[Supplied text]
....................

New here? Register in under one minute   Already a member? Login239846 questions, 1060797 answers  

  DearCupid.ORG relationship advice
  Got a relationship, dating, love or sex question? Ask for help!Search
 New Questions Answers . Most Discussed Viewed . Unanswered . Followups . Forums . Top agony aunts . About Us .  Articles  . Sitemap

Is he insecure, jealous?

Tagged as: The ex-factor, Troubled relationships, Trust issues<< Previous question   Next question >>
Question - (18 March 2017) 5 Answers - (Newest, 19 March 2017)
A female United States age 41-50, anonymous writes:

Hi, I've been seeing this man for 5 months. I'm 49, divorced twice, no kids. He is 51, divorced twice, two kids 18 and 20. His second wife cheated on him. He was adopted. His adoptive father died when he was young and the adoptive mother was abusive. They never had much money. He is intelligent, has made a nice life for himself and is a good father. He has had therapy in the past for the adoption and abuse issues. (Sorry this is so long)

My question-is he insecure or jealous or what? And what do I say/do to try to make it work? Aside from the novel that follows, he is a really good guy. The relationship started off nice, respectful, mutual attraction, fun. He treats me very well, tells me how he feels about me, adores me. and it still is a good relationship except for the issue that started maybe in the second/third month?

He seems to want every detail and he remembers what I tell him verbatim. He is specific/literal and I am more vague/figurative. I also don't remember things with as much specifics/detail like he does. He once argued with me over my definition of friendship in regards to another man. I was telling him a story about my friend's family situation. My male friend lives in another state. He wanted to know if I dated him, no. He wanted to know how often we speak, maybe 2-3x a year. He tells me that's not a friend, that's an acquaintance. I was trying to tell a story about my friend's custody battle and it turned

into a "tell me about him and you" thing. We've had a few similar situations like this.

I spoke to him about this. I told him it made me feel like he doesn't trust me. I told him I won't cheat. I'd just break up. I told him he almost makes me feel slutty because I've dated a lot-not slept with a lot of them. I keep in touch with some exes. He doesn't like that. I've told him we both have pasts. I'm 49, I've dated more and traveled more. He said he's never going to be my first (he's bummed about that) but he wants to be my last-for travel etc.

he freaked out when I had lube in the top drawer. He asked if I bought it, did I use it with another guy, etc. I told him, yes, it's mine, I've had it and it probably was used w someone else. We ended up not having sex over it. I see it like shampoo or lotion. He doesn't and we decided to agree to disagree. He tossed the lube and bought new bottle. The rest of the weekend was uncomfortable, quiet, distant and he was short with me. We had a very long discussion days later. I felt great about it and us. I was glad we hashed it out. But then...

....................

[Exercise details] Return, word for word, the stretch of the relationship advice post that starts with the words containing "Is he insecure, jealous?" and ends with "is so long)".

....................

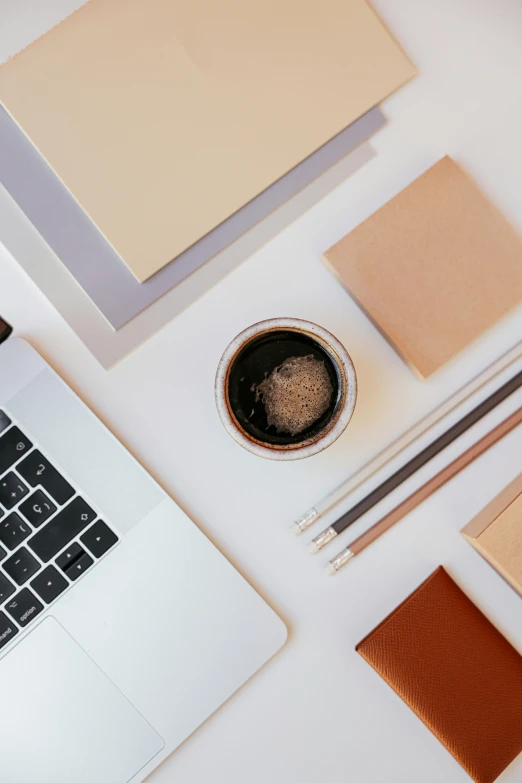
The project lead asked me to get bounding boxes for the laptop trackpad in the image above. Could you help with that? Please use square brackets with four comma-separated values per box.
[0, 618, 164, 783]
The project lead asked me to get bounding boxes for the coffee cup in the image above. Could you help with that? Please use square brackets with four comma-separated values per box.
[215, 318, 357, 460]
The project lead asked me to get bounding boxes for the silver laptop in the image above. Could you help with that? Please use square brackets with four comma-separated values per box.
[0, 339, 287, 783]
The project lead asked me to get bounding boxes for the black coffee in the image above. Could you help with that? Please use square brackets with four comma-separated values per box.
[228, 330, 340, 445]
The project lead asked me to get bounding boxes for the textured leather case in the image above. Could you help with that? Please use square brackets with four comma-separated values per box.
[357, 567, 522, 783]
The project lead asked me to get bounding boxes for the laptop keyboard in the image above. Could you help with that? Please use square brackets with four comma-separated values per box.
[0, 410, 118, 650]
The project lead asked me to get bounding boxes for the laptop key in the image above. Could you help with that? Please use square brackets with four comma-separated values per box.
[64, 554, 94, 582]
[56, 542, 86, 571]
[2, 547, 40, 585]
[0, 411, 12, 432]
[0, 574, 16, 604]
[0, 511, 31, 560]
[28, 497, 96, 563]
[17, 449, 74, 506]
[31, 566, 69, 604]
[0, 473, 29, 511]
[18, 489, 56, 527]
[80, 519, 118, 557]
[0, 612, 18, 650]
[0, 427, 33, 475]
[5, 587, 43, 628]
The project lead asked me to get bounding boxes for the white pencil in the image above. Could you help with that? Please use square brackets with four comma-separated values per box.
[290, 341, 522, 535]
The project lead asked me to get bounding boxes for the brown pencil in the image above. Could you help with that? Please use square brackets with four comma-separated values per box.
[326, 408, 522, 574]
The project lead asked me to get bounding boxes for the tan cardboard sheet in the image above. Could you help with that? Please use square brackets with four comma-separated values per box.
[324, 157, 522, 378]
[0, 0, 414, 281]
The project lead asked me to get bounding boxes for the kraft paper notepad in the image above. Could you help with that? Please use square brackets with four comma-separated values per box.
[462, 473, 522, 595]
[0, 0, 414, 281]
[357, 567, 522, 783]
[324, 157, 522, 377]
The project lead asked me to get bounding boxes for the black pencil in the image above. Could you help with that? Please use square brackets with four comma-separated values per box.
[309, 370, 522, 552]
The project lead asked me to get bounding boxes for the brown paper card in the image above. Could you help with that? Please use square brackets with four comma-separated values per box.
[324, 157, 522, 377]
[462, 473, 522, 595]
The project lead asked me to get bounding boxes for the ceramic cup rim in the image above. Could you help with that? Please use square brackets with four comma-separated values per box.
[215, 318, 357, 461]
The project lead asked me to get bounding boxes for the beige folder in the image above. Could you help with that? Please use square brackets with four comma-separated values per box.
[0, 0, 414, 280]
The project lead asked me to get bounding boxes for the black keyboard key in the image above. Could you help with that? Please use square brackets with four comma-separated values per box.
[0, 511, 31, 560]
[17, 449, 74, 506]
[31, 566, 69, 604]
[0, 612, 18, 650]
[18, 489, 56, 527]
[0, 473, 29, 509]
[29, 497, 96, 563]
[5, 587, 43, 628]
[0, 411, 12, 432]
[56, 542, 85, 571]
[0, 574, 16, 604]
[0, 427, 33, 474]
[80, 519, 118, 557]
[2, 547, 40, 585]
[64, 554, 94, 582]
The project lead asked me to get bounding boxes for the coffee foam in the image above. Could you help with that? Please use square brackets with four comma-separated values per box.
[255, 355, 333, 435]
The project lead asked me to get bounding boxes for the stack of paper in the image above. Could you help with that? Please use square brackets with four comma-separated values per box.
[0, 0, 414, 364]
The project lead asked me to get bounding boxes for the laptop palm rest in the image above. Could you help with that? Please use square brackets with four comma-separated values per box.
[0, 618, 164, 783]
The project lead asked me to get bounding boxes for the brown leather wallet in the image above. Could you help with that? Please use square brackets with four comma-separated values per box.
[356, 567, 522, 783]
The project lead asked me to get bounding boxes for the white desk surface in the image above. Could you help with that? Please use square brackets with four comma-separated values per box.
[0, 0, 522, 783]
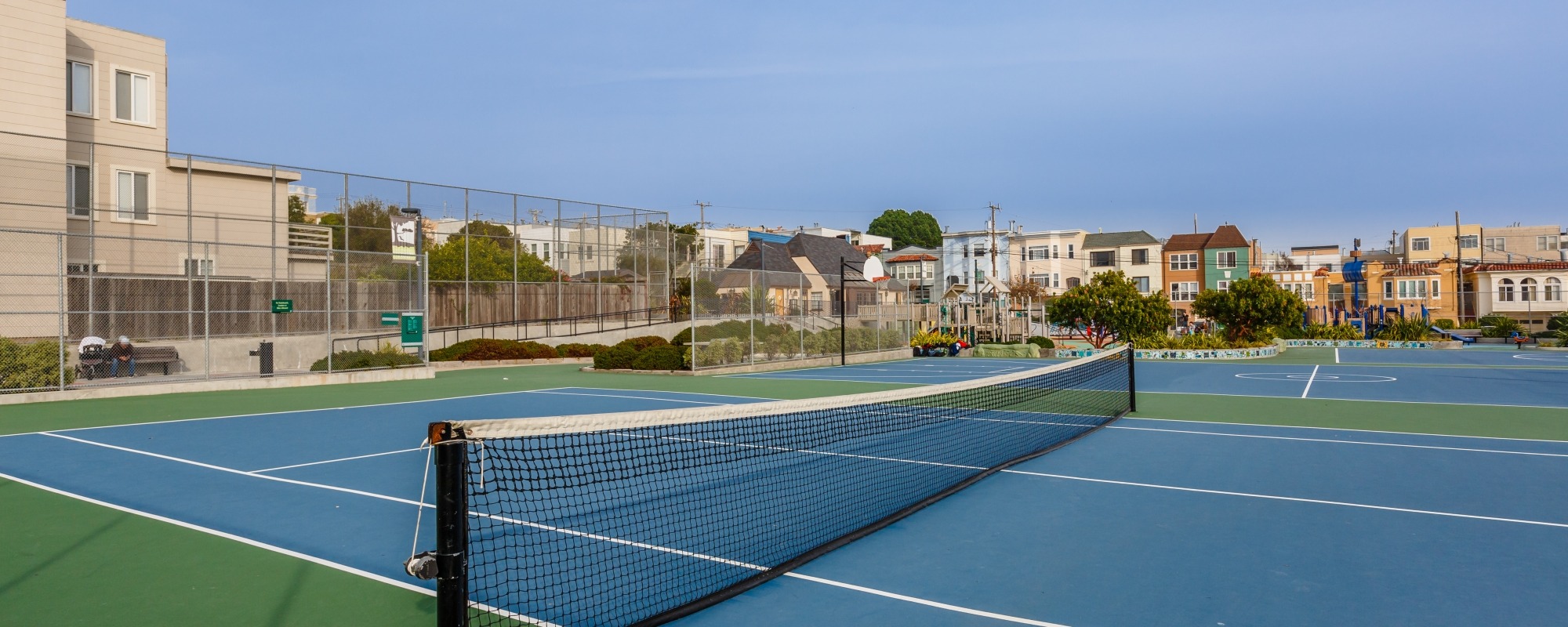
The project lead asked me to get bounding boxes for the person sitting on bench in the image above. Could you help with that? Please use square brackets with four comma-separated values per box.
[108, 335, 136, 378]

....................

[Task output]
Is he insecure, jealous?

Tagged as: The ex-factor, Troubled relationships, Trust issues<< Previous question   Next question >>
Question - (18 March 2017) 5 Answers - (Newest, 19 March 2017)
A female United States age 41-50, anonymous writes:

Hi, I've been seeing this man for 5 months. I'm 49, divorced twice, no kids. He is 51, divorced twice, two kids 18 and 20. His second wife cheated on him. He was adopted. His adoptive father died when he was young and the adoptive mother was abusive. They never had much money. He is intelligent, has made a nice life for himself and is a good father. He has had therapy in the past for the adoption and abuse issues. (Sorry this is so long)